Only the lines from the one with "Place one keypoint per instance of the main" onward are wanted, through the last line of the entries, set down exactly.

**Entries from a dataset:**
>> BEGIN

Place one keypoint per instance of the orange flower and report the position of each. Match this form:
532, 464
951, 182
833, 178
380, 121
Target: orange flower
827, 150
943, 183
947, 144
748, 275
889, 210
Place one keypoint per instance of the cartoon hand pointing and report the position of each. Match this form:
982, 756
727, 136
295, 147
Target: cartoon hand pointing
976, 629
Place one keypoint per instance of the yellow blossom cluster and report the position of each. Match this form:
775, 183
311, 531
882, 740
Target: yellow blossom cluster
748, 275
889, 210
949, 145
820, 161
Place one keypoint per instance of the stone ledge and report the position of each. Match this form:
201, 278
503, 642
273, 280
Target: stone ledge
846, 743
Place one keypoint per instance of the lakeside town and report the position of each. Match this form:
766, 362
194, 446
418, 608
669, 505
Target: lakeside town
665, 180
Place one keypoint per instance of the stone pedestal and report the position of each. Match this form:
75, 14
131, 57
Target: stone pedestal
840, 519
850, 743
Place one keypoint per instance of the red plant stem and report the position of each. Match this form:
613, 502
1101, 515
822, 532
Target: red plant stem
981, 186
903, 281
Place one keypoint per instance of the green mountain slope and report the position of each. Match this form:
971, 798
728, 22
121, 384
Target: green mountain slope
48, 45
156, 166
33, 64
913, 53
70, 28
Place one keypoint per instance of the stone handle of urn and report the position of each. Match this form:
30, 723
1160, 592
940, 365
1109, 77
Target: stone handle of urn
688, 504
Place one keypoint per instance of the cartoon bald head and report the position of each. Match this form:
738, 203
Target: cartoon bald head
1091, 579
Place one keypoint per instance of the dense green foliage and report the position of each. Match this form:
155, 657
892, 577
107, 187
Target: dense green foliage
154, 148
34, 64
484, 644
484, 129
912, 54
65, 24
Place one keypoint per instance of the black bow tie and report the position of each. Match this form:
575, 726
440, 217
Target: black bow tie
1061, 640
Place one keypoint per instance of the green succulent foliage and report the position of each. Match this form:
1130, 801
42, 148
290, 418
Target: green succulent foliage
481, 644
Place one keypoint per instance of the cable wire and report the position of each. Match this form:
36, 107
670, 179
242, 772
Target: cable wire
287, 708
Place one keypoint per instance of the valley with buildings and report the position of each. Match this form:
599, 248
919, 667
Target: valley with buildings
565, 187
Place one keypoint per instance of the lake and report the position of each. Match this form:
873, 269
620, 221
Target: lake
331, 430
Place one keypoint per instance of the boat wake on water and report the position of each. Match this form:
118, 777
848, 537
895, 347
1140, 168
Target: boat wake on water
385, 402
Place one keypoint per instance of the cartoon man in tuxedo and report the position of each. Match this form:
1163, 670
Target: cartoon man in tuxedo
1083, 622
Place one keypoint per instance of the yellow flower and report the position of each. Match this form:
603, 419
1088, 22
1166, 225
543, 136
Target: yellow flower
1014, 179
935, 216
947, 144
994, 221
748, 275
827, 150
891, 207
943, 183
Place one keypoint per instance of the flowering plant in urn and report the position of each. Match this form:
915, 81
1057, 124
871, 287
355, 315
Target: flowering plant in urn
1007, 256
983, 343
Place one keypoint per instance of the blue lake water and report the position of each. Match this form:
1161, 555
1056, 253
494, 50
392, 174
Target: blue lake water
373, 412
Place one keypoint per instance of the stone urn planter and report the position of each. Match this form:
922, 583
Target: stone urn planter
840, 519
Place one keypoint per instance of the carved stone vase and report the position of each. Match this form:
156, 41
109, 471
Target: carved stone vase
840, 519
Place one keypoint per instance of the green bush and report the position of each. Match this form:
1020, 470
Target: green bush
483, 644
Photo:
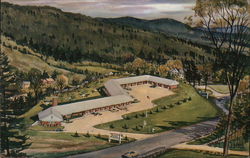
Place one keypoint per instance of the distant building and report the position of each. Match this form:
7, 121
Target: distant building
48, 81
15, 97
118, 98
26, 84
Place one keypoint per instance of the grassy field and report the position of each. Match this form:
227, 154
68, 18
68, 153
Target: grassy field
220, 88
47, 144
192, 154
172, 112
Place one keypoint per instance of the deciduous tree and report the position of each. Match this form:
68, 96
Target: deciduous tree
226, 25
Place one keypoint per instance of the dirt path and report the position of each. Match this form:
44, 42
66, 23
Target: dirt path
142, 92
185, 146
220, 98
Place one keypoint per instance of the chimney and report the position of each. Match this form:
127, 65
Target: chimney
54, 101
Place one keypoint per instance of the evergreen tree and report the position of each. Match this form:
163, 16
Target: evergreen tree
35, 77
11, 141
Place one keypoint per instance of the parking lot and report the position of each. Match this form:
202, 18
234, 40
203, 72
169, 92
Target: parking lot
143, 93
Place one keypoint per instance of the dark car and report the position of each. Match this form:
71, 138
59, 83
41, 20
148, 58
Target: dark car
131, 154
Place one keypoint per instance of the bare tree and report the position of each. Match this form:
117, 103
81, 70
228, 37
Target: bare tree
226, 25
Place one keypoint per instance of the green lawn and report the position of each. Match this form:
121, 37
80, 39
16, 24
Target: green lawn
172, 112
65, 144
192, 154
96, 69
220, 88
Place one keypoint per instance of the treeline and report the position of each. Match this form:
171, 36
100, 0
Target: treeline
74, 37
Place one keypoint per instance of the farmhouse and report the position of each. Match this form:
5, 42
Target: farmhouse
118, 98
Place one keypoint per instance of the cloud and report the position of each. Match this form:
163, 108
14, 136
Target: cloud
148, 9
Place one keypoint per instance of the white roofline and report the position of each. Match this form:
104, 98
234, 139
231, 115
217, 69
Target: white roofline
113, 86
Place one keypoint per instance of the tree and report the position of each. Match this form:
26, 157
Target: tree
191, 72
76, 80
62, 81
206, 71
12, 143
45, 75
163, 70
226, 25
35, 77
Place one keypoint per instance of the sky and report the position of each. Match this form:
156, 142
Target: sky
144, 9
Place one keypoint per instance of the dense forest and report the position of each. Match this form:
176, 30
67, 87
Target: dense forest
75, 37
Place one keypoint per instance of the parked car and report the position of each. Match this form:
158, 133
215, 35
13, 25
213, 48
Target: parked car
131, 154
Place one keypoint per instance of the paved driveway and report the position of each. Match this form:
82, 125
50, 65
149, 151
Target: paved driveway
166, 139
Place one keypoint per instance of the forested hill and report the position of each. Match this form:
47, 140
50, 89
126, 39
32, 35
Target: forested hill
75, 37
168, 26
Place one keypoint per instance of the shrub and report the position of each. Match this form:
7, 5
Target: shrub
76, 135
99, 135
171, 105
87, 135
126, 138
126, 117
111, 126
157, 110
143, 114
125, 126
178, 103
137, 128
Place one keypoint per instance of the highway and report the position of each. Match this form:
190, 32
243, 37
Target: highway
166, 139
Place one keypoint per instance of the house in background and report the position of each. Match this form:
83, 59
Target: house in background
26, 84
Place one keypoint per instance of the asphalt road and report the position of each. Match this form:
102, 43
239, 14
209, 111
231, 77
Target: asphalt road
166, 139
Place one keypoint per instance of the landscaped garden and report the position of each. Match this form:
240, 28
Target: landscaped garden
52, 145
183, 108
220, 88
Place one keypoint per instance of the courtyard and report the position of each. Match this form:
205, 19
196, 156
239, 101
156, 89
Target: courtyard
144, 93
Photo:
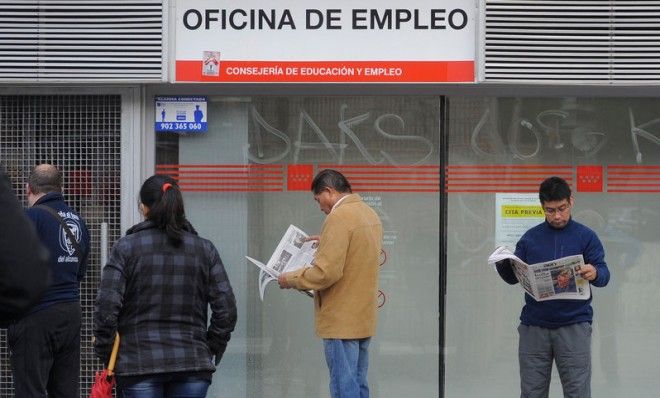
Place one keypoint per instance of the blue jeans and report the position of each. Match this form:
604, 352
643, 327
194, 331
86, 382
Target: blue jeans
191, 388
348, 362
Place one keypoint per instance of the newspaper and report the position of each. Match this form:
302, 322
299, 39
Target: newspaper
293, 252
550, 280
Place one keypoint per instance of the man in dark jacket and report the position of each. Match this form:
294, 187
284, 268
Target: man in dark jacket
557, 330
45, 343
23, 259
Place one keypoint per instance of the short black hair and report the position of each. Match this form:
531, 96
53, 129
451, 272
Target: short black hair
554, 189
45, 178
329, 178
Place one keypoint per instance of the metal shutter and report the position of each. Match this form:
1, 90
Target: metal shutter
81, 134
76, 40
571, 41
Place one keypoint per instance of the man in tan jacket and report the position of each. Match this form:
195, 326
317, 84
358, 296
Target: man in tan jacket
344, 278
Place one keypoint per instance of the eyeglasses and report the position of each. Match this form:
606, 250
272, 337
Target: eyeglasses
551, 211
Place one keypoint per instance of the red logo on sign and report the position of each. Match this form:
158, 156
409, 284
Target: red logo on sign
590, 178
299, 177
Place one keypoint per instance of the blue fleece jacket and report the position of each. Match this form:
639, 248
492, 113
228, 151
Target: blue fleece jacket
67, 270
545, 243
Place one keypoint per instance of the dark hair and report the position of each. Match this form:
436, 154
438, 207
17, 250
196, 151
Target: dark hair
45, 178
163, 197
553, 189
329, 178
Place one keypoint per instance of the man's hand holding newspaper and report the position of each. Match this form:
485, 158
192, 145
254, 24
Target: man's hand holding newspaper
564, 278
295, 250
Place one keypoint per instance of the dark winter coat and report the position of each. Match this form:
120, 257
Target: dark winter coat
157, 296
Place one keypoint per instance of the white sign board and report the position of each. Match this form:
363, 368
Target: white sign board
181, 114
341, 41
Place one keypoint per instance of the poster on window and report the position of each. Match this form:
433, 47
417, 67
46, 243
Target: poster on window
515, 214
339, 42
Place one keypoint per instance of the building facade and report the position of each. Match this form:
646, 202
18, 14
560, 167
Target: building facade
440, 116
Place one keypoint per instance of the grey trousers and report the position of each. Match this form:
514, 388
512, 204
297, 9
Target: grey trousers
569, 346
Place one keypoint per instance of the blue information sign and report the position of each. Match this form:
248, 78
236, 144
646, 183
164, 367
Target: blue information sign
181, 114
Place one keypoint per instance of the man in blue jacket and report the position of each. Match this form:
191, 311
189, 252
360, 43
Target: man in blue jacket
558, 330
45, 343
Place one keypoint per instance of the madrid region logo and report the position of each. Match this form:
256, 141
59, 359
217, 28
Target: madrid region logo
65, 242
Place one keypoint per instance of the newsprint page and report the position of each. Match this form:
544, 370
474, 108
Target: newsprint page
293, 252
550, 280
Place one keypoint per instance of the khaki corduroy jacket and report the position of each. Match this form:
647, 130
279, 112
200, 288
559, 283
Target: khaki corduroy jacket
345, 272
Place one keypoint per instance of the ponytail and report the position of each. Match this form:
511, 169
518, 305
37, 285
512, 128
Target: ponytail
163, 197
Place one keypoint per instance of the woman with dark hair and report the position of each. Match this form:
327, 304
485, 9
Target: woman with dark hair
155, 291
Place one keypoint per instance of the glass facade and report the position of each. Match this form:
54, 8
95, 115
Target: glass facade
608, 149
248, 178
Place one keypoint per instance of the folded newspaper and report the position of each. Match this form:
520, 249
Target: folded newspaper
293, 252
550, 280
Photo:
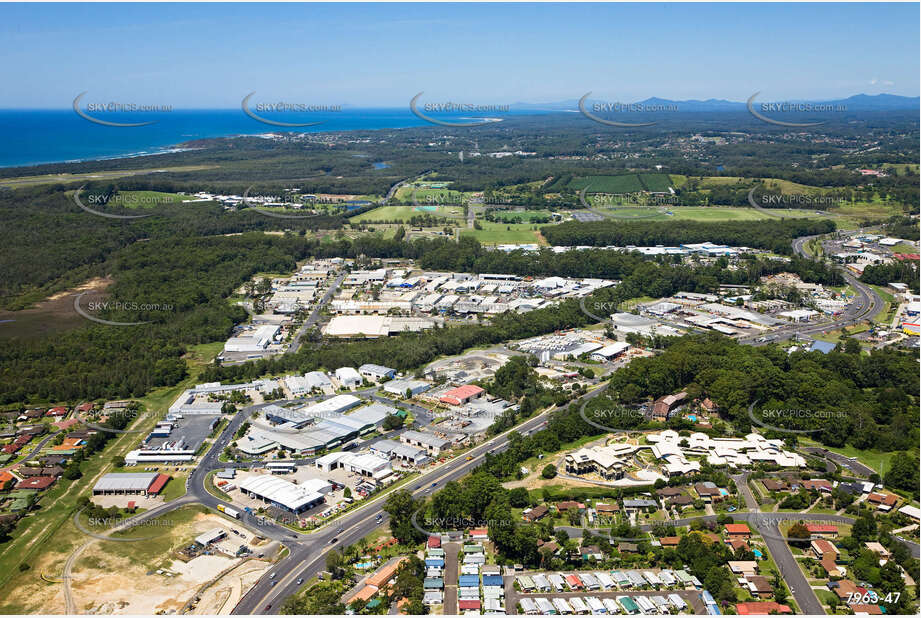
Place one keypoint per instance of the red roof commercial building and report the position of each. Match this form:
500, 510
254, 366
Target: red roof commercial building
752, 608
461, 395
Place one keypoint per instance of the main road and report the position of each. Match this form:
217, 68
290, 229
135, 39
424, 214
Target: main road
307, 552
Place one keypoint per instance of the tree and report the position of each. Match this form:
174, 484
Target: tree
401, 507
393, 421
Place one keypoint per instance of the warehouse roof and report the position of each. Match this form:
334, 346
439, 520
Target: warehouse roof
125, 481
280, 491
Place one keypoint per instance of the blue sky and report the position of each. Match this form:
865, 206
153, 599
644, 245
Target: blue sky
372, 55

>> END

**Solution for this task:**
Place one keypoint per instance of the main road and report the position of each. Match this form:
217, 68
290, 229
135, 39
424, 214
Target: main road
307, 552
Place one keypoint per instance of the tree and report the position of each. Match this form:
174, 484
Target: tree
401, 507
393, 421
Place one keypoint per instance of the warehouse roof and report the position of each. Match this form:
334, 346
439, 520
Target: warehouse roof
125, 481
280, 491
Place one keypoint per instance of the blue sky and report the position of each. Match this form:
865, 206
153, 599
644, 245
Target: blue sky
372, 55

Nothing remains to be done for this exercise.